■ **Problem to solve**
Extract the final stretch of the data: the line that contains "Please pick out the sky" and every line after it, unaltered, and no other lines.

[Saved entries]
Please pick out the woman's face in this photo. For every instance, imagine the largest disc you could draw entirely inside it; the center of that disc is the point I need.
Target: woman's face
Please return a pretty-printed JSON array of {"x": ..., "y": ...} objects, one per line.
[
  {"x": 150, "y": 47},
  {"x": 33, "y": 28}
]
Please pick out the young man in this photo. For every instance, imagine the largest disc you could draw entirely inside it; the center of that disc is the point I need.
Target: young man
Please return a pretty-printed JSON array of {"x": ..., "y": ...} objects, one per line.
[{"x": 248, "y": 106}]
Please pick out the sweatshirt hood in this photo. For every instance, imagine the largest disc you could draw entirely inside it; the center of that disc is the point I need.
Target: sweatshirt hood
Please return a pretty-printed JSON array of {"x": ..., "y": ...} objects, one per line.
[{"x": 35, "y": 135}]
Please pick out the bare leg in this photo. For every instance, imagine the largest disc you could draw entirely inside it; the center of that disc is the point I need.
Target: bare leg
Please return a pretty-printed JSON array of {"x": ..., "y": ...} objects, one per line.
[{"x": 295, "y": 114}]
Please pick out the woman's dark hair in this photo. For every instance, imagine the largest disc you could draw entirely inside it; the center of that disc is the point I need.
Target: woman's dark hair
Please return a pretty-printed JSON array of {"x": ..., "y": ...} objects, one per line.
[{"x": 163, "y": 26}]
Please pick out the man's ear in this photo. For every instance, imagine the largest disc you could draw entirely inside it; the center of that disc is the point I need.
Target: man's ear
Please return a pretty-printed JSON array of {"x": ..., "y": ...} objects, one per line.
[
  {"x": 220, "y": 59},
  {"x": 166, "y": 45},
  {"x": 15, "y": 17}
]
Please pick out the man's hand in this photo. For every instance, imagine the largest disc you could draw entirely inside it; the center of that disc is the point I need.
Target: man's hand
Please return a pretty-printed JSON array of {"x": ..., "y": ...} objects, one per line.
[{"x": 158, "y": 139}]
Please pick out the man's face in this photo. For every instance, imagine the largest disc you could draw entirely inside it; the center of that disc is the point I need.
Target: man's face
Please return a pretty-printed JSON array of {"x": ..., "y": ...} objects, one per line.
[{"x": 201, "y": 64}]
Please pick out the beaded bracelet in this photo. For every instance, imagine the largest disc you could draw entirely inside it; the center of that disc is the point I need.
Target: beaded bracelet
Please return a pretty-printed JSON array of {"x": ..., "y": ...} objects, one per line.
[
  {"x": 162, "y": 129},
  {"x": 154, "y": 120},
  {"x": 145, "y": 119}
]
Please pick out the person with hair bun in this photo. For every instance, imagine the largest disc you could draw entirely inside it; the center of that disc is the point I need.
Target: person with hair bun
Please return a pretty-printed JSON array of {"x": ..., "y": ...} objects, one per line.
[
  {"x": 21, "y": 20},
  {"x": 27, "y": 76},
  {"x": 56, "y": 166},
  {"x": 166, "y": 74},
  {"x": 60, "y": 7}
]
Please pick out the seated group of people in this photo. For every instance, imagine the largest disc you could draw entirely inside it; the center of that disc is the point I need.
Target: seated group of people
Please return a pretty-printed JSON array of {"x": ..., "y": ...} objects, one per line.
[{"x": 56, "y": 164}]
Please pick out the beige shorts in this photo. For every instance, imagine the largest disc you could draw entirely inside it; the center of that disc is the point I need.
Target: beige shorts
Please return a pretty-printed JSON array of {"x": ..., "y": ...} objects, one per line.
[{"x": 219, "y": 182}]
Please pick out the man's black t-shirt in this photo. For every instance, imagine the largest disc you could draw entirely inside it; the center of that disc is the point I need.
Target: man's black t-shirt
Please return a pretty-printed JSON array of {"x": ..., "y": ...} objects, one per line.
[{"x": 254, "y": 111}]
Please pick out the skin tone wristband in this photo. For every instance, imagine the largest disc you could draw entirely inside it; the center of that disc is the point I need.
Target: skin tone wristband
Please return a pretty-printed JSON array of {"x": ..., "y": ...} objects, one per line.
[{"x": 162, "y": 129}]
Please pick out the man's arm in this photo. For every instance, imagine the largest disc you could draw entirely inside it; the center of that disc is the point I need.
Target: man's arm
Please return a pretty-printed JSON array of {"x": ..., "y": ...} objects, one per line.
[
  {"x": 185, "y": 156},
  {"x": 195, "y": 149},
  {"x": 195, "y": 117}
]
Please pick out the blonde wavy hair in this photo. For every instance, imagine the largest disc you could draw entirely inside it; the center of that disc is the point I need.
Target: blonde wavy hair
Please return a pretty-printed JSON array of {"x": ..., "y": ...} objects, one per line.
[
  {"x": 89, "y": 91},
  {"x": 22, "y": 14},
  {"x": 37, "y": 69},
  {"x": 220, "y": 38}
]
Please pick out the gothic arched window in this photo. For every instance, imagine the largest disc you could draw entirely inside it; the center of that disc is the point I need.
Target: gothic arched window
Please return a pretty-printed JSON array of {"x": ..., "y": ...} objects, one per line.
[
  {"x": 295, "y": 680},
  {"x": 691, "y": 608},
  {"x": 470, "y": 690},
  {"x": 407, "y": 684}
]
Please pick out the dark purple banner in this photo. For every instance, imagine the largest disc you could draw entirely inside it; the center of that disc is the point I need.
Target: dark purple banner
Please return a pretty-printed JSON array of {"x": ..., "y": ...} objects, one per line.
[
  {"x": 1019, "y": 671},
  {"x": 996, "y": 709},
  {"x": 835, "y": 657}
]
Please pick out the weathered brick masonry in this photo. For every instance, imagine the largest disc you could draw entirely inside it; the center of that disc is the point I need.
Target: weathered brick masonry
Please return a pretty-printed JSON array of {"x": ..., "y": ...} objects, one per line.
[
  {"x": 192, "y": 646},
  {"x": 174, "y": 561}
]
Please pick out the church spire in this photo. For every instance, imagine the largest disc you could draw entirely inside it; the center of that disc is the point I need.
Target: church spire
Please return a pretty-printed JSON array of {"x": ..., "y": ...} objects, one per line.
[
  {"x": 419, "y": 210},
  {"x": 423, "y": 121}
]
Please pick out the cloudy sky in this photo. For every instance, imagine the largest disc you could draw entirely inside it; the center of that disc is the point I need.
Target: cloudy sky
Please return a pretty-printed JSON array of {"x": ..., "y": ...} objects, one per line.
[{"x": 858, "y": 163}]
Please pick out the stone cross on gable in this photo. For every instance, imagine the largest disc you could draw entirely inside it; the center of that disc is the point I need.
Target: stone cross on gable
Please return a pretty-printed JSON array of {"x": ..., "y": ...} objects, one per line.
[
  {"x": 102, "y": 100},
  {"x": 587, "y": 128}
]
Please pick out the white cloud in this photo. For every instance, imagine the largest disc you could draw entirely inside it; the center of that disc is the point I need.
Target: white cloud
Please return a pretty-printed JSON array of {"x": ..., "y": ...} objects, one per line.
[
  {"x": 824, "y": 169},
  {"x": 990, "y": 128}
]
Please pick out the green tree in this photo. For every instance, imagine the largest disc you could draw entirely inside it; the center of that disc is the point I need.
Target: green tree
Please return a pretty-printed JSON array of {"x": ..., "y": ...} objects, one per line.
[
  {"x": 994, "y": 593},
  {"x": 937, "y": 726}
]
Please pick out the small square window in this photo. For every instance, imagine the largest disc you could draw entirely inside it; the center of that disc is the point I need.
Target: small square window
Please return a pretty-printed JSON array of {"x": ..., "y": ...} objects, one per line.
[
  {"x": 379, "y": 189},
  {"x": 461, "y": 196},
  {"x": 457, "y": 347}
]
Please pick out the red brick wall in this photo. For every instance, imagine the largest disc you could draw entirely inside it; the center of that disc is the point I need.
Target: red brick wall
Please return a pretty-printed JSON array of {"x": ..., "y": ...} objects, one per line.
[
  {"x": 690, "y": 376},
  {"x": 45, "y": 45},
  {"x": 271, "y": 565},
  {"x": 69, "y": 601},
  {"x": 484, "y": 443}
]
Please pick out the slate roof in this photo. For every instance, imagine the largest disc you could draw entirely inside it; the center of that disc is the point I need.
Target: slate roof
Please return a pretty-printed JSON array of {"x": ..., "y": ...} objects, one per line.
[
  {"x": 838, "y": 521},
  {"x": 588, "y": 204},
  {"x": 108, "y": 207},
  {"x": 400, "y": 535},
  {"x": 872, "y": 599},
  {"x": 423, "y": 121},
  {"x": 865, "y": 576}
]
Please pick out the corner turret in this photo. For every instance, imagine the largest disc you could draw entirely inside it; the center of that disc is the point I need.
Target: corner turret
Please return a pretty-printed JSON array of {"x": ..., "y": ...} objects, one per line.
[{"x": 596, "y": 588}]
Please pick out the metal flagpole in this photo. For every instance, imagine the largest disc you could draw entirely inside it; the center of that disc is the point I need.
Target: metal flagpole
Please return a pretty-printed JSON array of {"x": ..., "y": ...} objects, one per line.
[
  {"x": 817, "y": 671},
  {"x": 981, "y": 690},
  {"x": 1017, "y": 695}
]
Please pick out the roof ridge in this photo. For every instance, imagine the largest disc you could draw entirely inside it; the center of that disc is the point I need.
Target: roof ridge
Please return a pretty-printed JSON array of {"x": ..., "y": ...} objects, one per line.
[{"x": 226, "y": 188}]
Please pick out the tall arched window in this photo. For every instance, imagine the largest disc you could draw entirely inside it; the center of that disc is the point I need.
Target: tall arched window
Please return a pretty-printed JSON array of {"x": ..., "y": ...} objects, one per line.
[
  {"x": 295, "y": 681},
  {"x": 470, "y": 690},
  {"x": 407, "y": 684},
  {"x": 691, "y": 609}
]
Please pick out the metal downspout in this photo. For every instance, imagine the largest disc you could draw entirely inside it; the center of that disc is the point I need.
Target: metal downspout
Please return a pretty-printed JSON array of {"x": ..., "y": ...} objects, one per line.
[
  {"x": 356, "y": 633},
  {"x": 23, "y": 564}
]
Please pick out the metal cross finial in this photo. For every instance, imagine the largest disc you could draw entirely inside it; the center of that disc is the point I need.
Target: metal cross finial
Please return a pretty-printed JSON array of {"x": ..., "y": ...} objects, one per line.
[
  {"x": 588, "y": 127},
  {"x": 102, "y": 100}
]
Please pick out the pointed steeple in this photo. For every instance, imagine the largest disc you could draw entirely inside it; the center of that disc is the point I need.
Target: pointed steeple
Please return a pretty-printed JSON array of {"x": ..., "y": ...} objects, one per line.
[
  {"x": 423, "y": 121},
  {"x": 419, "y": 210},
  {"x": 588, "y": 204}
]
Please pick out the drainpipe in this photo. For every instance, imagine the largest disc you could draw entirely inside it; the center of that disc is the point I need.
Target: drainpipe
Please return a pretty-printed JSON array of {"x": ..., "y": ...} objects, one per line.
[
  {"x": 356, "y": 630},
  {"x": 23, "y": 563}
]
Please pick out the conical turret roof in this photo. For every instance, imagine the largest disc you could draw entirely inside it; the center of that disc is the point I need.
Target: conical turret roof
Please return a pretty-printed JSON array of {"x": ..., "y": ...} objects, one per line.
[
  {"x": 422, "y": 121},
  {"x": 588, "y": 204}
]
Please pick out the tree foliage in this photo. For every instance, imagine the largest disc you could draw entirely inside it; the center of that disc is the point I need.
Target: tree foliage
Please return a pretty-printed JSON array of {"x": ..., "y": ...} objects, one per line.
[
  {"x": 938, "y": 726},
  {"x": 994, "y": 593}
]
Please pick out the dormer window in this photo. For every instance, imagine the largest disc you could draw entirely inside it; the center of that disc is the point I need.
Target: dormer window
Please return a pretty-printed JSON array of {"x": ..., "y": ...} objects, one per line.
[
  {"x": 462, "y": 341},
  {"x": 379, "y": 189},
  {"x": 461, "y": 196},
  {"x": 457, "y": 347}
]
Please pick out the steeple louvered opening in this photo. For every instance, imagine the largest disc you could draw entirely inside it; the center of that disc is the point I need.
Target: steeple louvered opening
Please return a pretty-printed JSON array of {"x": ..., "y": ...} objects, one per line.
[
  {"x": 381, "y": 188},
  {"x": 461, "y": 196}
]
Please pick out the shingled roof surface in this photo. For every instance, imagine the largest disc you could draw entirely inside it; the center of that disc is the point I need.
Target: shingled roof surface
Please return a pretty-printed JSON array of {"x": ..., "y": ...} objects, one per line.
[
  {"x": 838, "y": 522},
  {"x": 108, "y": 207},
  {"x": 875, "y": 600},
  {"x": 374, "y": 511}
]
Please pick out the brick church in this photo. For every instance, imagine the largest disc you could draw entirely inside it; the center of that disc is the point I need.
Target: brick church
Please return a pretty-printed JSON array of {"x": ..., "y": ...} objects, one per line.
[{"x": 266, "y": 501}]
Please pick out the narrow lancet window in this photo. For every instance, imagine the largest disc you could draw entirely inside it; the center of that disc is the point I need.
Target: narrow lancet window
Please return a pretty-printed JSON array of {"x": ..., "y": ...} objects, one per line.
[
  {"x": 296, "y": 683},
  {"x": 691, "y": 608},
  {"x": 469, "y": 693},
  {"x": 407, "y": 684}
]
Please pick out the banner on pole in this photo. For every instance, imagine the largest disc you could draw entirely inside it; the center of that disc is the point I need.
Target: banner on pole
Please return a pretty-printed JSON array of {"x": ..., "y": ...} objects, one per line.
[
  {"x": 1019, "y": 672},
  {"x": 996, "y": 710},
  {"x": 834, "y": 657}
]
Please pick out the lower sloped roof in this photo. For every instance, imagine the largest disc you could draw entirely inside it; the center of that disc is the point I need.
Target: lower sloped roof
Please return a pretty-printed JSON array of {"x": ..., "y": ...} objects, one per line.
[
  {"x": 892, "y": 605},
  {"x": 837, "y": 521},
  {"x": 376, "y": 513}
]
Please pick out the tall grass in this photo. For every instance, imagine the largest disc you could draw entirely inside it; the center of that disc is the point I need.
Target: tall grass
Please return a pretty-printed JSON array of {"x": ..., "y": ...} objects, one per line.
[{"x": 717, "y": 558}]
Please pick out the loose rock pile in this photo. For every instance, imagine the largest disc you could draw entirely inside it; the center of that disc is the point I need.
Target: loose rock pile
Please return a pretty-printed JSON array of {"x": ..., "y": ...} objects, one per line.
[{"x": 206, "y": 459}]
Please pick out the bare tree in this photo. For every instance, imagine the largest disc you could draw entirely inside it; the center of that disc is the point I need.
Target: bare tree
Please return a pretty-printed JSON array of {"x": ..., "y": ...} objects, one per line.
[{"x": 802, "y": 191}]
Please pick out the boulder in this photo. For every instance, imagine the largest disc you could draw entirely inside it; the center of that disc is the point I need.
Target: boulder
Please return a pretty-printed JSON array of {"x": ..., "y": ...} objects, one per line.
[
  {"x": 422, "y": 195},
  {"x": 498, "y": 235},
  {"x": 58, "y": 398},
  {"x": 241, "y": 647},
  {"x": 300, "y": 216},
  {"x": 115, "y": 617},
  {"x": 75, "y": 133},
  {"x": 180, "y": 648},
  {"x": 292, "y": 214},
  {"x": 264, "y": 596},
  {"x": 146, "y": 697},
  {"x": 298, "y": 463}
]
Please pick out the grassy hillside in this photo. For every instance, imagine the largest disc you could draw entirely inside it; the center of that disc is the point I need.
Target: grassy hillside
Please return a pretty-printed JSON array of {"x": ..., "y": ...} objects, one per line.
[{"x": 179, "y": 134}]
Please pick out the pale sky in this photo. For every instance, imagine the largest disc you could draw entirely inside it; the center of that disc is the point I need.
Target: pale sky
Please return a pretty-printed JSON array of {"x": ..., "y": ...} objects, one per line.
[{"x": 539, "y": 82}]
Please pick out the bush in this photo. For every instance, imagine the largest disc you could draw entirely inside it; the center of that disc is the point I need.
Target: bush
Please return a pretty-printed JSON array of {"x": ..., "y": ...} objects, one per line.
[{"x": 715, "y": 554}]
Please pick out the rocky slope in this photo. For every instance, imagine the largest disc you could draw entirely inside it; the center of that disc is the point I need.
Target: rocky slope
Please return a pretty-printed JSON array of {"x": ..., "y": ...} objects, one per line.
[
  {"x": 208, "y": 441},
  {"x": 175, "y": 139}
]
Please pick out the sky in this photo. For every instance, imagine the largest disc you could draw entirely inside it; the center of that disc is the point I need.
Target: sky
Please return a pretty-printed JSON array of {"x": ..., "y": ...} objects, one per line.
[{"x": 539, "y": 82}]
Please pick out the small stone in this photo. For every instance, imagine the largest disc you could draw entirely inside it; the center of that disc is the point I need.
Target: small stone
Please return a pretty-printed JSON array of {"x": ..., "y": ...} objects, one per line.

■ **Worked answer**
Please pick out the sky in this photo. For every instance, imagine the largest disc you could draw entirely inside it; the center of that disc is the point I need.
Target: sky
Please return a pretty-printed JSON array of {"x": ..., "y": ...} objects, one per line.
[{"x": 539, "y": 82}]
Please pick out the small stone in this photo. For every instance, imagine the largest disc you could draw entirely inside it; the center of that disc is the point I need.
Target: small stone
Please return a pretty-printed JSON array of {"x": ..., "y": ...} objects, one per line.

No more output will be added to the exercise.